Raw entries:
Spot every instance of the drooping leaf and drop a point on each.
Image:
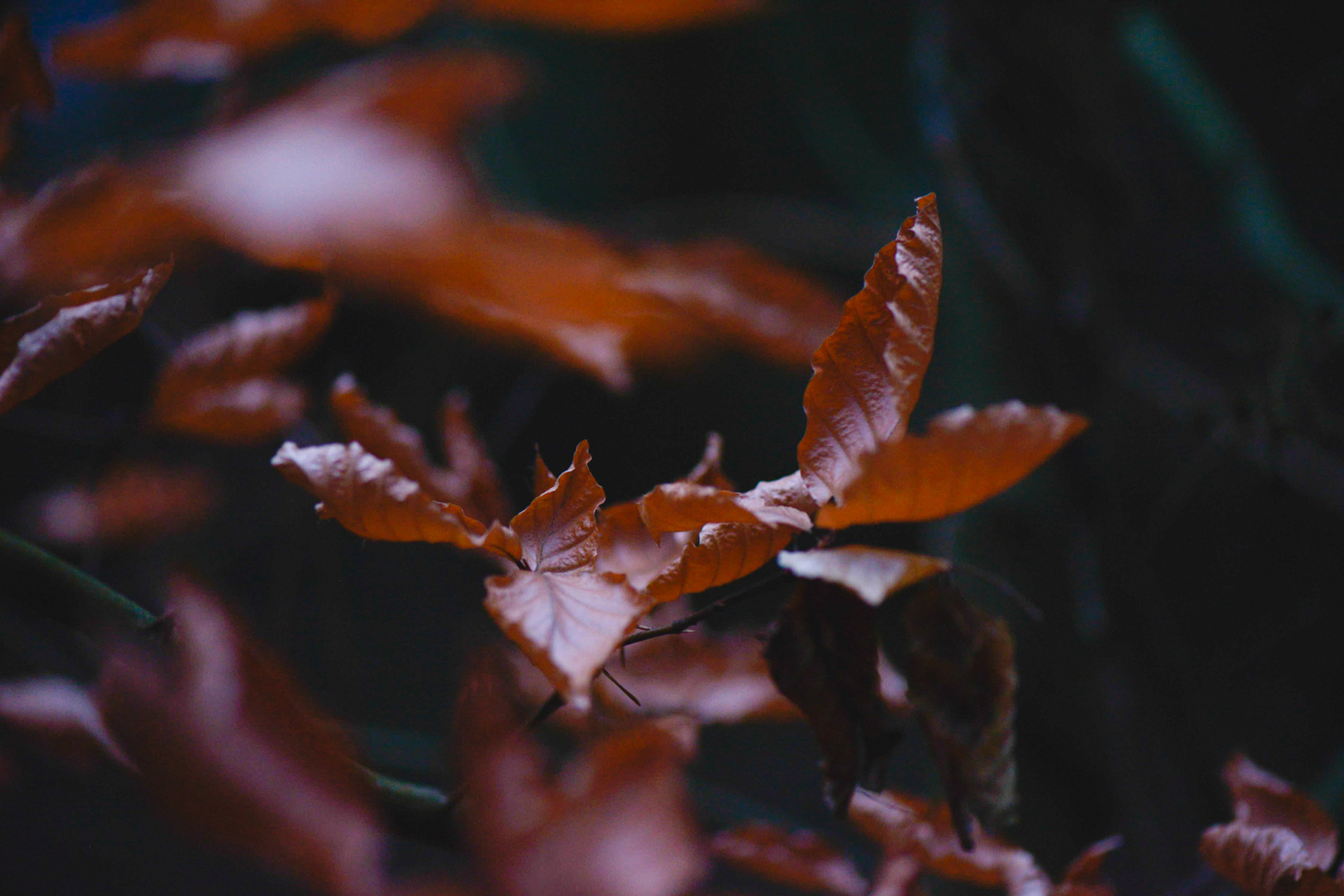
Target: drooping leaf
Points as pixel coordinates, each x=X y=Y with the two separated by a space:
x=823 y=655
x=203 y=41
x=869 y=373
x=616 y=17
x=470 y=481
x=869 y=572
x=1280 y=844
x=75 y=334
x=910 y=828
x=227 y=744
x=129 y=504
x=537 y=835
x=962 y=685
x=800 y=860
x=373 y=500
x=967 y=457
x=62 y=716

## Exercise
Please output the entries above as a two-column CSV with the header columns "entry_text" and "answer", one row per entry. Put each field in double quotes, replace line breaks with spaces, and leave the pictures out.

## The result
entry_text,answer
"Spot every instance of the drooping leaf and drop a point on each. Image: Target: drooping leaf Points as pixel coordinates, each x=X y=Y with the two separated by a space:","x=823 y=655 x=203 y=41 x=869 y=373 x=616 y=17 x=470 y=481 x=869 y=572 x=1280 y=844 x=75 y=334 x=910 y=828 x=227 y=744 x=129 y=504 x=537 y=835 x=962 y=685 x=800 y=860 x=373 y=500 x=967 y=457 x=62 y=716"